• **Texte à examiner**
L’accord conclu en début d’année entre le Qatar et les États arabes voisins, mettant fin officiellement aux quatre années de crise dans le Golfe, est un élément clé de ce changement.

Lors du blocus, la Turquie a envoyé le ravitaillement nécessaire et des forces de sécurité au Qatar, améliorant sa capacité à résister à l’isolement imposé par l’Arabie saoudite, les EAU et leurs alliés.

En mettant fin au blocus, l’accord de janvier a éliminé l’un des principaux éléments conflictuels entre Ankara et Abou Dabi. Aujourd’hui, après dix ans de visions opposées et de rivalités régionales, la visite de MBZ en Turquie pourrait préfigurer une nouvelle ère, définie par la coopération plutôt que la confrontation. 

Mais qu’est-ce qui a provoqué cet apparent revirement à Ankara ?

Des milliards d’investissements

Par ailleurs, la Turquie et les Émirats ont peut-être réalisé que ni l’un ni l’autre ne retirait d’avantage à cette confrontation régionale. Lorsque la Turquie est intervenue en Libye pour soutenir le gouvernement reconnu par l’ONU à Tripoli alors que les EAU soutenaient le général Khalifa Haftar, une impasse militaire s’est installée.

• **Consignes**
- A) Citez le passage du texte sur la Turquie et les Émirats qui va de « En mettant fin » jusqu'à « militaire s’est installée. ».
- B) D'après le texte sur la Turquie et les Émirats, qu'est-ce que la Turquie a envoyé au Qatar pendant le blocus ?
Les entrées qui suivent n'ont aucun rapport avec ce texte.

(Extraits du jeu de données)
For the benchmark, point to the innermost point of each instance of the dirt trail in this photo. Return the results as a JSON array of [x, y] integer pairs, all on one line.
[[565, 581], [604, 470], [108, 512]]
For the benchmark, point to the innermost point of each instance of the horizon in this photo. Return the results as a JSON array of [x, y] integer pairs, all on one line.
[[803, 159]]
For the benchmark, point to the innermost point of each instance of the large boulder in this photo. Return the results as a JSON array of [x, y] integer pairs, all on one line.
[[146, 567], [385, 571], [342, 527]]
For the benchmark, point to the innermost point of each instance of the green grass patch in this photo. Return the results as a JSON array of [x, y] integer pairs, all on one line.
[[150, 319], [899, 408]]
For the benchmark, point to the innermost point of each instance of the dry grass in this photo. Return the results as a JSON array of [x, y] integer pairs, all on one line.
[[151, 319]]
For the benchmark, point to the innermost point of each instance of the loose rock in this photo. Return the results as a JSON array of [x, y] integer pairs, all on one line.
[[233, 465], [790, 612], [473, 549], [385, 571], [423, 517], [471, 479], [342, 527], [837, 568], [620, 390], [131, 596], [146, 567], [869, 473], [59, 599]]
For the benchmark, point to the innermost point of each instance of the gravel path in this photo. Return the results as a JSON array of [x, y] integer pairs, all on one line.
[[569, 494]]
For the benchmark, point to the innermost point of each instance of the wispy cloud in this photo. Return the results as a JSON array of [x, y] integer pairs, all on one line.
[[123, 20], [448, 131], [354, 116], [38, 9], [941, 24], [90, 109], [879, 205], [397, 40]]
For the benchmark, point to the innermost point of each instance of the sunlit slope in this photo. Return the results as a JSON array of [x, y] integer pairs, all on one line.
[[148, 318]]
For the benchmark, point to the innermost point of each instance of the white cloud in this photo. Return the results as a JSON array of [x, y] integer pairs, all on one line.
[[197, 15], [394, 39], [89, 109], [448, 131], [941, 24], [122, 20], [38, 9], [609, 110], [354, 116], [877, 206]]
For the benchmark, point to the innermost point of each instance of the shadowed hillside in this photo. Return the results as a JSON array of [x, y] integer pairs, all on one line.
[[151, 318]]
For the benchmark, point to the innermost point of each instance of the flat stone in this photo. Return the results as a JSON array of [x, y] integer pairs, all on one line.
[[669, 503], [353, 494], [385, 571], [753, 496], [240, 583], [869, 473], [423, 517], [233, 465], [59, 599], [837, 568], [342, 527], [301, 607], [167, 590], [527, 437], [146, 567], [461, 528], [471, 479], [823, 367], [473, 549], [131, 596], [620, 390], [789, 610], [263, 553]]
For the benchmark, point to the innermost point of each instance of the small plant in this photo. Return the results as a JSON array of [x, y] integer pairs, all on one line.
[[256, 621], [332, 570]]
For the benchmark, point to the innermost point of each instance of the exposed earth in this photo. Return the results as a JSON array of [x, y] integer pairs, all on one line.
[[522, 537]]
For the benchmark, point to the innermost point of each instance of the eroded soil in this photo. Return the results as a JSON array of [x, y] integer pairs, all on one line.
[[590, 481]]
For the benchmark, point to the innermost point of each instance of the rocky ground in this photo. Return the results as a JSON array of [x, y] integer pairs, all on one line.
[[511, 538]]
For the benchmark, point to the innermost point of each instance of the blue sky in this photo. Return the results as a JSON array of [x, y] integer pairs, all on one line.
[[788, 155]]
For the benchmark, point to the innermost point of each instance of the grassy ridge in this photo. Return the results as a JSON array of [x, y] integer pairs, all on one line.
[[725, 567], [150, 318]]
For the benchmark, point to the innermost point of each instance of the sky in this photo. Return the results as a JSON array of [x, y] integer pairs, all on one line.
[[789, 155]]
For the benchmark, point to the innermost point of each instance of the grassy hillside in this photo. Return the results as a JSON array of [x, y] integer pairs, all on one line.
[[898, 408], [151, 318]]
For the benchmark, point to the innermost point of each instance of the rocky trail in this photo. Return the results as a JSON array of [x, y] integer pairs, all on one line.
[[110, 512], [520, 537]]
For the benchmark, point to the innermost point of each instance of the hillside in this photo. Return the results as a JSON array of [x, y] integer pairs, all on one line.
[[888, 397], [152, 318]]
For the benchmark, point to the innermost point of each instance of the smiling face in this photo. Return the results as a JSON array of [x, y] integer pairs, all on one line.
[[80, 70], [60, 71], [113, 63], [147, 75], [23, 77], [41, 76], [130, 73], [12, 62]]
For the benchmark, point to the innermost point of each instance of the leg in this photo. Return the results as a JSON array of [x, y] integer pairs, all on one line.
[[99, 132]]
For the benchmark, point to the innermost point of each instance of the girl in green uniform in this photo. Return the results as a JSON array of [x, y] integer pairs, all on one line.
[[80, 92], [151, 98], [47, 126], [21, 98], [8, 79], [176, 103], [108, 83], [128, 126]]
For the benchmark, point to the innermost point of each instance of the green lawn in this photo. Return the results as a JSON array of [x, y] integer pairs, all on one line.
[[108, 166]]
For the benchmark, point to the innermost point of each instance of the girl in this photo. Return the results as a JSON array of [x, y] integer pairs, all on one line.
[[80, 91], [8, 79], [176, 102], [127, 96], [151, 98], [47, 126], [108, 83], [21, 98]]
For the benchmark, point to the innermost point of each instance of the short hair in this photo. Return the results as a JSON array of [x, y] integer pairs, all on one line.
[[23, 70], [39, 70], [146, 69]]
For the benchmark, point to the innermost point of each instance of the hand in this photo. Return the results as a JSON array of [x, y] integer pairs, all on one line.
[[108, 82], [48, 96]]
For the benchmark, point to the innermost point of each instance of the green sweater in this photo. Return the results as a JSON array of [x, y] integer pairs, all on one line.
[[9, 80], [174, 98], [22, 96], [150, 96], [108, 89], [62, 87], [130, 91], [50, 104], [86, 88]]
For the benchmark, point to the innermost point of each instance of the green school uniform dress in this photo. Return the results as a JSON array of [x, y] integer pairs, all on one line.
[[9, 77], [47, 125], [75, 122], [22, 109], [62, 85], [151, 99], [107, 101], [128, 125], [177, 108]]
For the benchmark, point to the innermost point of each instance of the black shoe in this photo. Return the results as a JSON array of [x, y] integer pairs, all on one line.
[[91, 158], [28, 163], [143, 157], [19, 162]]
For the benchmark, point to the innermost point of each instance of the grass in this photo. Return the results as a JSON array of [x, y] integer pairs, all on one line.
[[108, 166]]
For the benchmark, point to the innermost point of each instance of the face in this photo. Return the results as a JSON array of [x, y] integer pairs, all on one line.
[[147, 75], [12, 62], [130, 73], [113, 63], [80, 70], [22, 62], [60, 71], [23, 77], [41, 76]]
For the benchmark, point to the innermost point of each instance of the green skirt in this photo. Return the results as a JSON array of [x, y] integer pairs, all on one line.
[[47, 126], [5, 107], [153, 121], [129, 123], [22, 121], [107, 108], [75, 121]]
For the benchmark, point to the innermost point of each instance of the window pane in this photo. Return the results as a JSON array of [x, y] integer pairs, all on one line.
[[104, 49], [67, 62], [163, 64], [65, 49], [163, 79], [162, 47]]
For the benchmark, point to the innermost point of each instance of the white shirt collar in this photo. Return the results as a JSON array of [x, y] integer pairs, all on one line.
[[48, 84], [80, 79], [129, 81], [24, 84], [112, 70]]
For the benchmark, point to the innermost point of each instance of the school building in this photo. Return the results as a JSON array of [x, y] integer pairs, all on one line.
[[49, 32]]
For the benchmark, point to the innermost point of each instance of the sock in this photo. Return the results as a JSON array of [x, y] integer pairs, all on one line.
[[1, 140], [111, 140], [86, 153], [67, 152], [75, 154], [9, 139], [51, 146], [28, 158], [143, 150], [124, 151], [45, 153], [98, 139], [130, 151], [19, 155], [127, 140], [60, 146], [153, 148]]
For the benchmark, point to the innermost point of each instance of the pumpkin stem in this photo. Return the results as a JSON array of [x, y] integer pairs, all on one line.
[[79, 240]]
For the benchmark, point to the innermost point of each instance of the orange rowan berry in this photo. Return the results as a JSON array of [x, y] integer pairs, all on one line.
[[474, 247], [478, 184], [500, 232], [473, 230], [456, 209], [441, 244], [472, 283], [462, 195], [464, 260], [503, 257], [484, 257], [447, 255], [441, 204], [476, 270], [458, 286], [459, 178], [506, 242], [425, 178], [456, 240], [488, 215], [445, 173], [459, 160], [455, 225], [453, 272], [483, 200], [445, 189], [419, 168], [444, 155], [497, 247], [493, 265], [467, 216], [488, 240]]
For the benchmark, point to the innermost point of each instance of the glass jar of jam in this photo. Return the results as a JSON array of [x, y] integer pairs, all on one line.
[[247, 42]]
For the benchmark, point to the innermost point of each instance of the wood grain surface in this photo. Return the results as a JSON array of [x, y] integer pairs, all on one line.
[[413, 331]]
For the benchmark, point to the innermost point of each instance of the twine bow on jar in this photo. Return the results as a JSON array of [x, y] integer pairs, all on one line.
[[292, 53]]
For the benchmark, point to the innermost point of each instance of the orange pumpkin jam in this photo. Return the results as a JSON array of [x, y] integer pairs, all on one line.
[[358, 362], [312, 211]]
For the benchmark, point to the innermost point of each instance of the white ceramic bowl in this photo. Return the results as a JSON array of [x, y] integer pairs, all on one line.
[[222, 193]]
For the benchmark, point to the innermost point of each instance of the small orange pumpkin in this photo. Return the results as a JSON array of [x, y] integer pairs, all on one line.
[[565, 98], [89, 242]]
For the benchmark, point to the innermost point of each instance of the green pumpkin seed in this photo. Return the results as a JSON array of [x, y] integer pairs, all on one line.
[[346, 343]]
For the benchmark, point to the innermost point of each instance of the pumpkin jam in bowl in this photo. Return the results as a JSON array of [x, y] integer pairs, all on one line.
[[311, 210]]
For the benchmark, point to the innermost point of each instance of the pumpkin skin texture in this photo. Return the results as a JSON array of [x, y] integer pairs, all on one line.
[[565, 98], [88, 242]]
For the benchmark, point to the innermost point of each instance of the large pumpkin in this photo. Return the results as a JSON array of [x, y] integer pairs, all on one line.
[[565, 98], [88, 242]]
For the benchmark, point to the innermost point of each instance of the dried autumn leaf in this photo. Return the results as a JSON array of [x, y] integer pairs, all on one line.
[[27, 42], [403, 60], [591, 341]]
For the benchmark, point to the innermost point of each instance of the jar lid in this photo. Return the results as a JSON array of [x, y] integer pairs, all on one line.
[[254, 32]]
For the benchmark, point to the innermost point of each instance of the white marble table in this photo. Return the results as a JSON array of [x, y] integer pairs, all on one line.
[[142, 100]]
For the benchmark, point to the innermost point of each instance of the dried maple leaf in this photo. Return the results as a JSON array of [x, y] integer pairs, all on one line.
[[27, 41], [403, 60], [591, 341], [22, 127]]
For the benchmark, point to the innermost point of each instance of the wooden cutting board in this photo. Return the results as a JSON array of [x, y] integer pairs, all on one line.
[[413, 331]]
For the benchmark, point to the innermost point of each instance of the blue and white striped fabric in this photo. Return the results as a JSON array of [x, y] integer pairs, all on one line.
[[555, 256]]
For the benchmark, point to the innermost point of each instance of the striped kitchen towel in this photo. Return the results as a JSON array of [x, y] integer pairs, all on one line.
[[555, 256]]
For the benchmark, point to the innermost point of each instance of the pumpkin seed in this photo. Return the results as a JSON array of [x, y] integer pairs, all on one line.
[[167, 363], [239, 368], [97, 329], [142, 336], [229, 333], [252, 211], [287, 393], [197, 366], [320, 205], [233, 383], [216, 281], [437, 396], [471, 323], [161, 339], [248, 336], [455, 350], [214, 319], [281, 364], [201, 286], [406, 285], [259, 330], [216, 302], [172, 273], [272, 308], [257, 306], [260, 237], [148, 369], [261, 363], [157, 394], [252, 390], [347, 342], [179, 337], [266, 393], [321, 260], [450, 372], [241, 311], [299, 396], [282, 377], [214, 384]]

• **Vos réponses**
- A)
En mettant fin au blocus, l’accord de janvier a éliminé l’un des principaux éléments conflictuels entre Ankara et Abou Dabi. Aujourd’hui, après dix ans de visions opposées et de rivalités régionales, la visite de MBZ en Turquie pourrait préfigurer une nouvelle ère, définie par la coopération plutôt que la confrontation. 

Mais qu’est-ce qui a provoqué cet apparent revirement à Ankara ?

Des milliards d’investissements

Par ailleurs, la Turquie et les Émirats ont peut-être réalisé que ni l’un ni l’autre ne retirait d’avantage à cette confrontation régionale. Lorsque la Turquie est intervenue en Libye pour soutenir le gouvernement reconnu par l’ONU à Tripoli alors que les EAU soutenaient le général Khalifa Haftar, une impasse militaire s’est installée.

- B) Le ravitaillement nécessaire et des forces de sécurité.